▶ **Texte à lire**:
--- --- ---
Mme Scott : Je n’y avais pas songé.

Me Merdzan : Je serai heureux de répondre à cette question.

J’interprète votre question comme étant à deux volets. D’abord, est-il préférable de subordonner la prestation au revenu d’une personne plutôt que sur ses ressources financières? Ensuite, faut-il prendre compte du revenu personnel ou du revenu familial?

La présidente : C’est exact.

Me Merdzan : Nous pensons qu’il est préférable d’évaluer le revenu d’une personne plutôt que ses ressources financières. Une personne peut avoir reçu un héritage, et tout le processus qui en découle est complexe et laborieux. À notre avis, l’évaluation des revenus est généralement le meilleur moyen de garantir que les prestations soient versées tant en fonction de l’expérience vécue par la personne que dans la situation dans laquelle elle se trouve actuellement.

Je crois également que la prestation devrait être versée selon le revenu personnel d’une personne, et non selon le revenu familial. D’excellentes discussions ont eu lieu au sein du comité, au cours desquelles des personnes ont rapporté leurs expériences en matière de prestations familiales et des préjudices que cela peut engendrer. Je peux vous en dire plus à ce sujet en m’appuyant sur ma propre expérience de travail auprès de clients.
--- --- ---
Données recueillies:

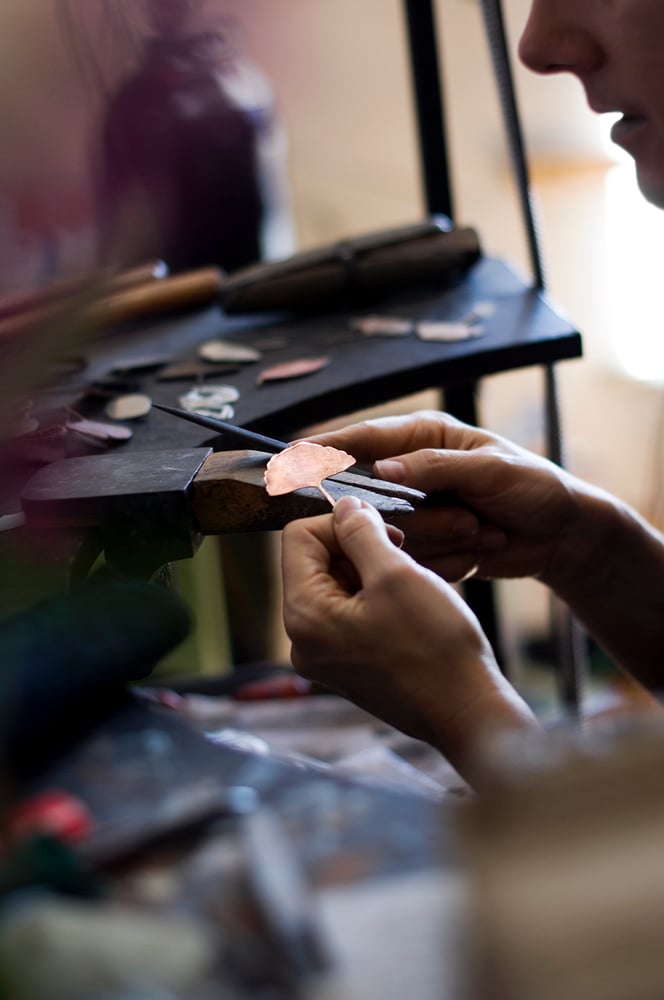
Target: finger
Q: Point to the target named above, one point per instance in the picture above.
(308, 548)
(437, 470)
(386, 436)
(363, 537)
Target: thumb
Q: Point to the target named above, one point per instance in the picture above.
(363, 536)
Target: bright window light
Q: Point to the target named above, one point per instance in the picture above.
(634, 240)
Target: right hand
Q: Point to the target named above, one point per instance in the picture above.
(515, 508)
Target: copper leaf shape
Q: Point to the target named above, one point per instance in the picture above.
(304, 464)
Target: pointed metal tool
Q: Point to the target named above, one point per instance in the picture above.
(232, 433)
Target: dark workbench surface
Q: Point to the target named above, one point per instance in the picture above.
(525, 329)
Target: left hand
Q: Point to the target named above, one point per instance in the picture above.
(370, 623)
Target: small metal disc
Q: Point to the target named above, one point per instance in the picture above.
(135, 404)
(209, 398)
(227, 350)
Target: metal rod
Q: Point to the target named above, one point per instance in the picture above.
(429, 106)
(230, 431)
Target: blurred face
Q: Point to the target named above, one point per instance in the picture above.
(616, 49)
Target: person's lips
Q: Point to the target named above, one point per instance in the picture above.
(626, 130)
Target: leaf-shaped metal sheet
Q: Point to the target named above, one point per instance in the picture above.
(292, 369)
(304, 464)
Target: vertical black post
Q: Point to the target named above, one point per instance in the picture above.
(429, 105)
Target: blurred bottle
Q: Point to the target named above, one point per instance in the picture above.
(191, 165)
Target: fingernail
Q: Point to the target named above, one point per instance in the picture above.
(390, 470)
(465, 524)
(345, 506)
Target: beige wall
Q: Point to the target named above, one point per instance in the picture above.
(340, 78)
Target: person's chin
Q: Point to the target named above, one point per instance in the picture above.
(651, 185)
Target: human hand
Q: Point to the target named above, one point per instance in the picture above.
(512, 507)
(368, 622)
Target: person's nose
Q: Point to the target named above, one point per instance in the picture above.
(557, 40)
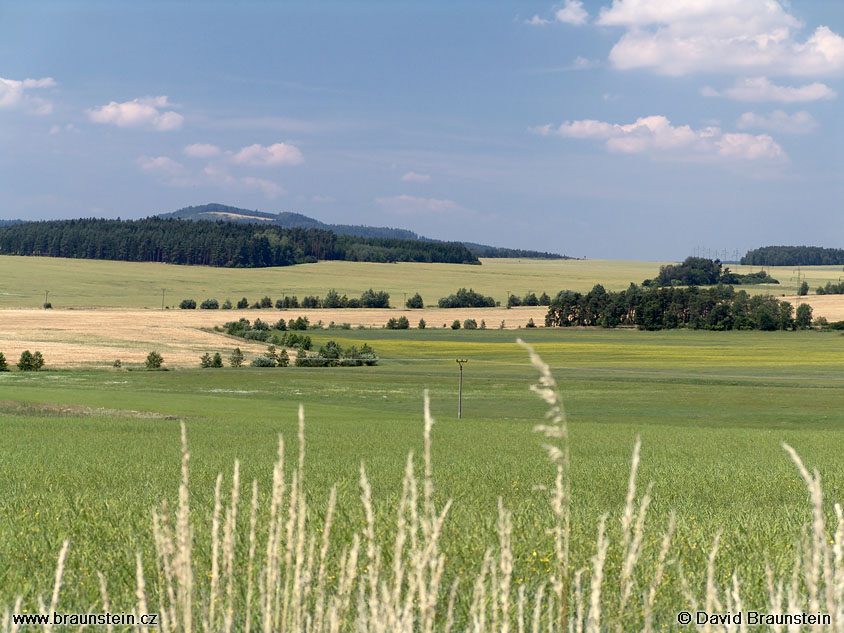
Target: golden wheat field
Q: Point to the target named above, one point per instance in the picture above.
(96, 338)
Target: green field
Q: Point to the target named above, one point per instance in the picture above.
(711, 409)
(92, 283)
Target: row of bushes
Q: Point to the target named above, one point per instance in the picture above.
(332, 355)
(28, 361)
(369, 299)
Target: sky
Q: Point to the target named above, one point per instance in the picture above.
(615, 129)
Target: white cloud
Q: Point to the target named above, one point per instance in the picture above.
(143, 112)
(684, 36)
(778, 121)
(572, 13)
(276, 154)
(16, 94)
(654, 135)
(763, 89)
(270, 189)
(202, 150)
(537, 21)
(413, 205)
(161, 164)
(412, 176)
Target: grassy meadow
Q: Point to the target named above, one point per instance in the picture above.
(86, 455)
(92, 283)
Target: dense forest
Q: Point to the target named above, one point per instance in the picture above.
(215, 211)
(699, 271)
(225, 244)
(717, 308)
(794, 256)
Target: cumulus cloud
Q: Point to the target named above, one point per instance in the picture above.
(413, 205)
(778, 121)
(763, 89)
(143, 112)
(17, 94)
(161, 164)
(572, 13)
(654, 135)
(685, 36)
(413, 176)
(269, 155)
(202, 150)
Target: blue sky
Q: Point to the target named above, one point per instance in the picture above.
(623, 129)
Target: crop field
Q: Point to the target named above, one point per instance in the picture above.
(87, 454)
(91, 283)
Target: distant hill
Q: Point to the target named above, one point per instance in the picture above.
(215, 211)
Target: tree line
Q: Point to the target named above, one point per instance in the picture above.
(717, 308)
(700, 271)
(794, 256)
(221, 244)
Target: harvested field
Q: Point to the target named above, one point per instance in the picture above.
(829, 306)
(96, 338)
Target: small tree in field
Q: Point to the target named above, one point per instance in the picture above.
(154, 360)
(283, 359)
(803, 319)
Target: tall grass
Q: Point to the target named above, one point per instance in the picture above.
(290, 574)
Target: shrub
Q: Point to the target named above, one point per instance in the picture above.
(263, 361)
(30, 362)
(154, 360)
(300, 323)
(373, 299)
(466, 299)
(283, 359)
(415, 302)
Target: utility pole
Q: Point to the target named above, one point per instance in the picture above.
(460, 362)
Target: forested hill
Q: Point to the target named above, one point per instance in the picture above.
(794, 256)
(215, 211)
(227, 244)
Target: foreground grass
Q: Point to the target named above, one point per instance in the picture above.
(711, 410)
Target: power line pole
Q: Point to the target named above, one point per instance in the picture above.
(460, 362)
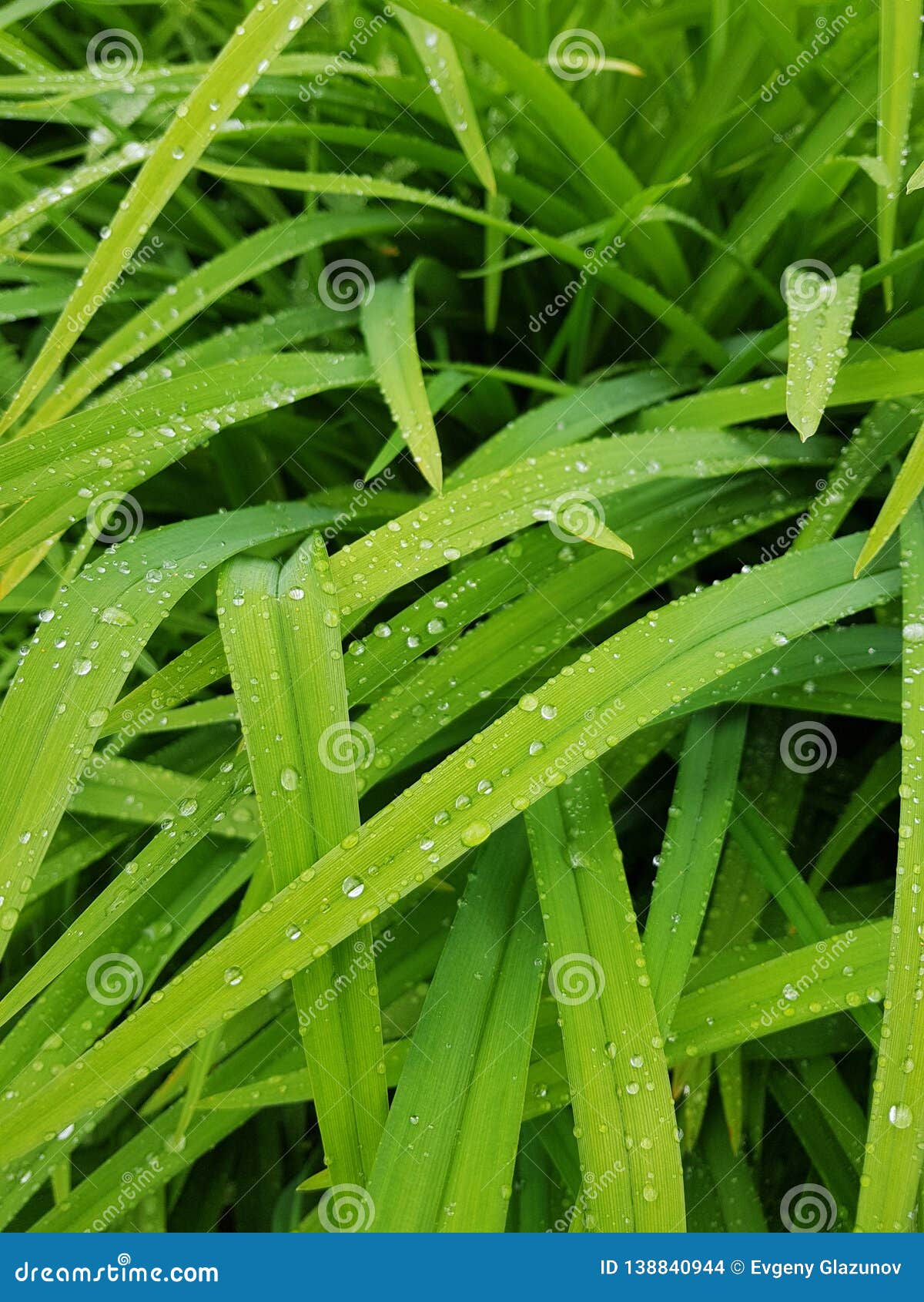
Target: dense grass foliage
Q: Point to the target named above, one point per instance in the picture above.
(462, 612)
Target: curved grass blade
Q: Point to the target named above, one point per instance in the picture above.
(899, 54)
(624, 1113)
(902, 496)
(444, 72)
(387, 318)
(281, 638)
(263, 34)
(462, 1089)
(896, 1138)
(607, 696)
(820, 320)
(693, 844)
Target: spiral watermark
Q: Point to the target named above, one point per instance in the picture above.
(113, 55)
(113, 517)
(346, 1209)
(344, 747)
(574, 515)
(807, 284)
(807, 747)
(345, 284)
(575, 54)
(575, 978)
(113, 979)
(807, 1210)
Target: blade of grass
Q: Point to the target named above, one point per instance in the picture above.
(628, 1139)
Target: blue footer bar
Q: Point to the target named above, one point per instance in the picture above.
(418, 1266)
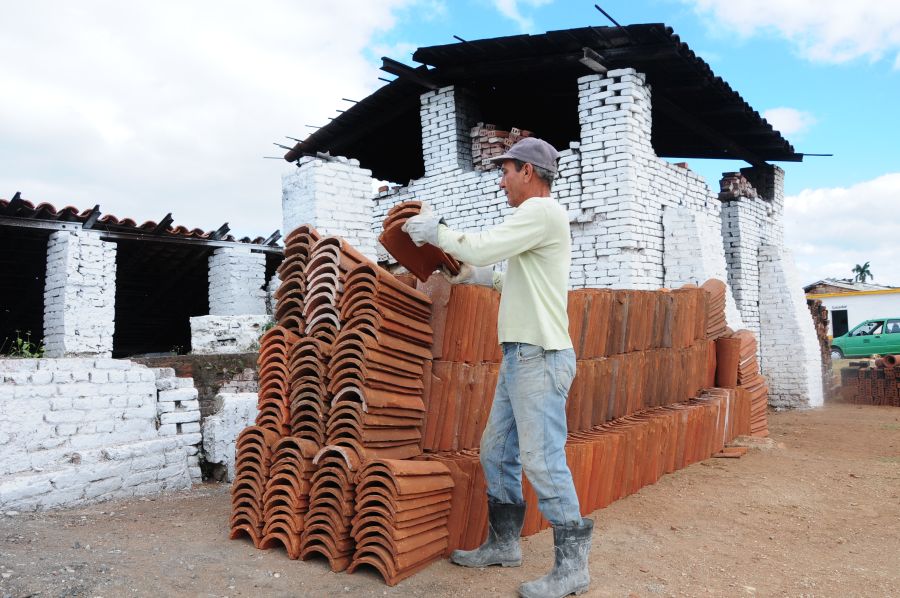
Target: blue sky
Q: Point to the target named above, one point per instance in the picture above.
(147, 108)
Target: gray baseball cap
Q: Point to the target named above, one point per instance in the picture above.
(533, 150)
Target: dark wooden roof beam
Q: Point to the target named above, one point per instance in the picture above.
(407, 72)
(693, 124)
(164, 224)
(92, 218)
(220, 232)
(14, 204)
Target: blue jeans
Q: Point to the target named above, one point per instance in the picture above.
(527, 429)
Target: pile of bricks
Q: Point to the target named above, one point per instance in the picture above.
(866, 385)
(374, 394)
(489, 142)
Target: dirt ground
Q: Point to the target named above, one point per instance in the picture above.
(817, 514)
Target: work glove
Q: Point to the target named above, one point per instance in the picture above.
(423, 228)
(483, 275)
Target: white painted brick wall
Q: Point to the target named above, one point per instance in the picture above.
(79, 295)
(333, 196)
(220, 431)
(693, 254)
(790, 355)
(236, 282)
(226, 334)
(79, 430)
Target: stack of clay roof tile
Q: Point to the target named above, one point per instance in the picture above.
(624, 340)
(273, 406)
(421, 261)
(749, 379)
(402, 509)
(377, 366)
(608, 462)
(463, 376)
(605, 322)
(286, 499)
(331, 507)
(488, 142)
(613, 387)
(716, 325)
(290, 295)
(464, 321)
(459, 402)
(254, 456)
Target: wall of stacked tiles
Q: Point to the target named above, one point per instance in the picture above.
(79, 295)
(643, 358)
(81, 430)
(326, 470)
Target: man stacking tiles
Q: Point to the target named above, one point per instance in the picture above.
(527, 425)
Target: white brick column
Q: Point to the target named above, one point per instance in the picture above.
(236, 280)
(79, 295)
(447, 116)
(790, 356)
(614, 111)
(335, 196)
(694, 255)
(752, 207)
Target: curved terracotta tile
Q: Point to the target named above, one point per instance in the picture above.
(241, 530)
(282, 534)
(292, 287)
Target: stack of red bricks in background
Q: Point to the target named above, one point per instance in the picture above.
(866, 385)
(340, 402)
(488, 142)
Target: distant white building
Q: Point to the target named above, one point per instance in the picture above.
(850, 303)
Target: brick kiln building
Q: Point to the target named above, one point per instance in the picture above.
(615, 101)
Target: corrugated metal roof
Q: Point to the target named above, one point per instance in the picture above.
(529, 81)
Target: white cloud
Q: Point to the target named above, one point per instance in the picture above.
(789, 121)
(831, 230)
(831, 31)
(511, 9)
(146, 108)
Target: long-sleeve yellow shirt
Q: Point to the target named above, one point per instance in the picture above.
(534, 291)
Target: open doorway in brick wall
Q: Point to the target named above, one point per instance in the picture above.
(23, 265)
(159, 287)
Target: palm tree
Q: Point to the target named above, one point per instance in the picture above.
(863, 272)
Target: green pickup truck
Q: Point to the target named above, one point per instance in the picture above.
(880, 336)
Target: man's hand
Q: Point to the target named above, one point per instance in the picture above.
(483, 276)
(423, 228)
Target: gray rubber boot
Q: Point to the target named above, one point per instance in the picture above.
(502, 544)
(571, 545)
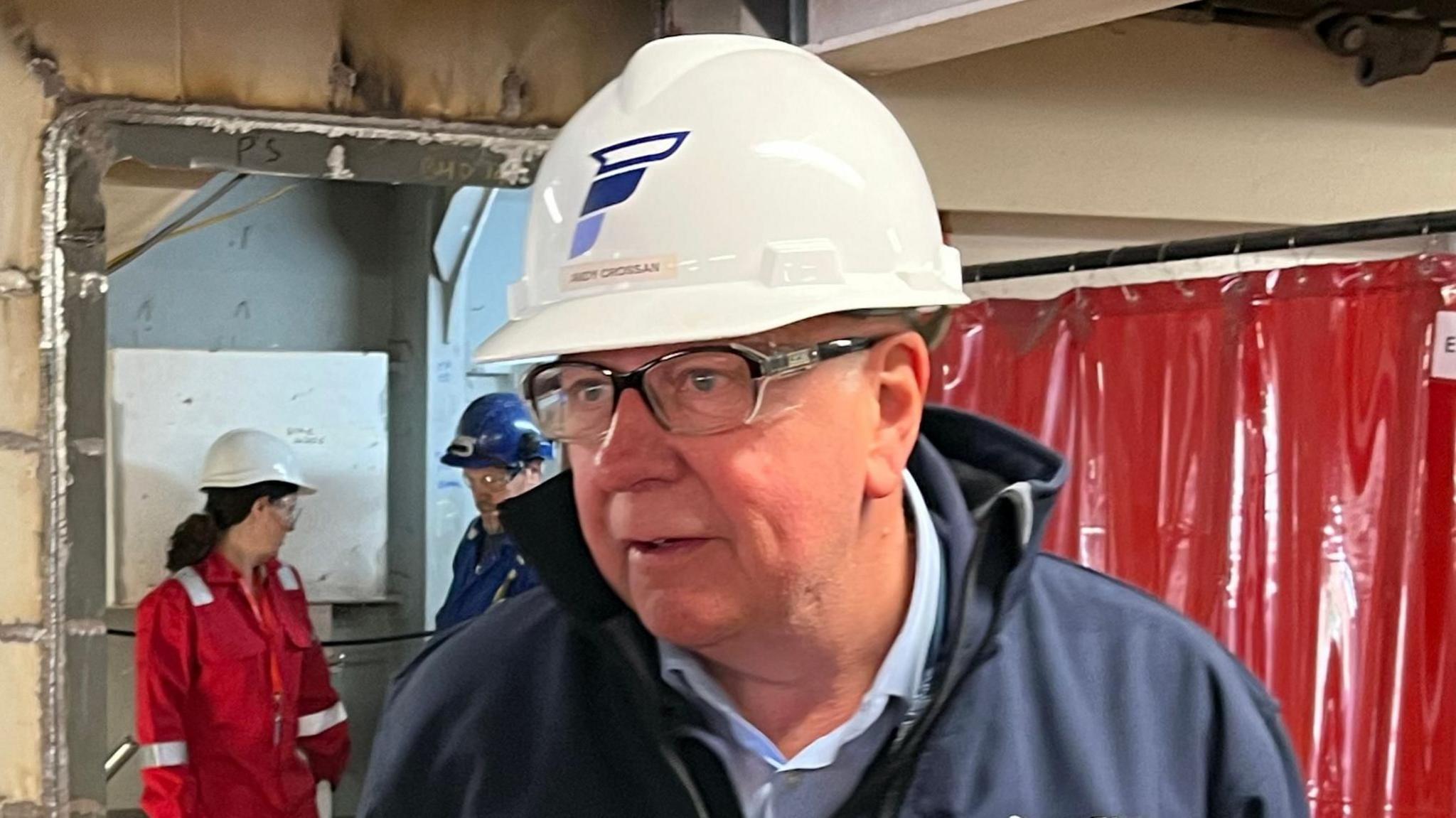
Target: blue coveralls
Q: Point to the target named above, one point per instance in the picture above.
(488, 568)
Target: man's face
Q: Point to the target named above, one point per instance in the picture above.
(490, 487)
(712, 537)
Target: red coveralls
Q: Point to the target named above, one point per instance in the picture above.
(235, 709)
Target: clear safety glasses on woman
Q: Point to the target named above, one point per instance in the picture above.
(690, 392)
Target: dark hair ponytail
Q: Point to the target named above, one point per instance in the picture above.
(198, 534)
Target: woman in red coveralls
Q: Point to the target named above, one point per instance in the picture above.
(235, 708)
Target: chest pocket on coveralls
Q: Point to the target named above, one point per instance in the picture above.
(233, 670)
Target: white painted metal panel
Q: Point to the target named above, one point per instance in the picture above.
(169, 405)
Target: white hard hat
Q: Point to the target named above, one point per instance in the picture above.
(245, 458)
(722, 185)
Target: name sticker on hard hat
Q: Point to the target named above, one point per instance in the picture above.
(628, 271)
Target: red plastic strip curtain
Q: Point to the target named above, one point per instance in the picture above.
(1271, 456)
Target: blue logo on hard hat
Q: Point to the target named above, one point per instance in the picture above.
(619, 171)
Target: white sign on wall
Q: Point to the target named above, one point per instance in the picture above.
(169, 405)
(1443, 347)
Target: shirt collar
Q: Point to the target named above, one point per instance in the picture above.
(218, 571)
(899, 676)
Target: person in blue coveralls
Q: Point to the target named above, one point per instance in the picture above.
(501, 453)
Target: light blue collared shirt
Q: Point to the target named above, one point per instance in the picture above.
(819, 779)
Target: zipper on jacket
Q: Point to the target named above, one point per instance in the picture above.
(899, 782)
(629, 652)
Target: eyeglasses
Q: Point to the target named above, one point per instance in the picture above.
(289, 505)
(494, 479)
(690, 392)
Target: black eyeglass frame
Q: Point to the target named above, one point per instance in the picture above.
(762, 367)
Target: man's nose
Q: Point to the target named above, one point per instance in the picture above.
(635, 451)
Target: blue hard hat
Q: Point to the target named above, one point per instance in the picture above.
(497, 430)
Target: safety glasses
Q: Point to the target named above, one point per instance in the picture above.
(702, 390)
--- --- ---
▶ **Tâche demandée A**: Résumez l'extrait en deux phrases.
▶ **Tâche demandée B**: Retranscrivez fidèlement l'extrait, en prenant tout ce qui va de « Mme Scott : Je » jusqu'à « du revenu familial? ».

▶ **Résultat de tâche A**: Me Merdzan décompose la question en deux volets : subordonner la prestation au revenu plutôt qu'aux ressources financières, et retenir le revenu personnel ou le revenu familial. Me Merdzan juge préférable d'évaluer le revenu plutôt que les ressources financières, car un héritage rend le processus complexe et laborieux, et souhaite que la prestation repose sur le revenu personnel, puisque des personnes ont rapporté au comité les préjudices liés aux prestations familiales.

▶ **Résultat de tâche B**:
Mme Scott : Je n’y avais pas songé.

Me Merdzan : Je serai heureux de répondre à cette question.

J’interprète votre question comme étant à deux volets. D’abord, est-il préférable de subordonner la prestation au revenu d’une personne plutôt que sur ses ressources financières? Ensuite, faut-il prendre compte du revenu personnel ou du revenu familial?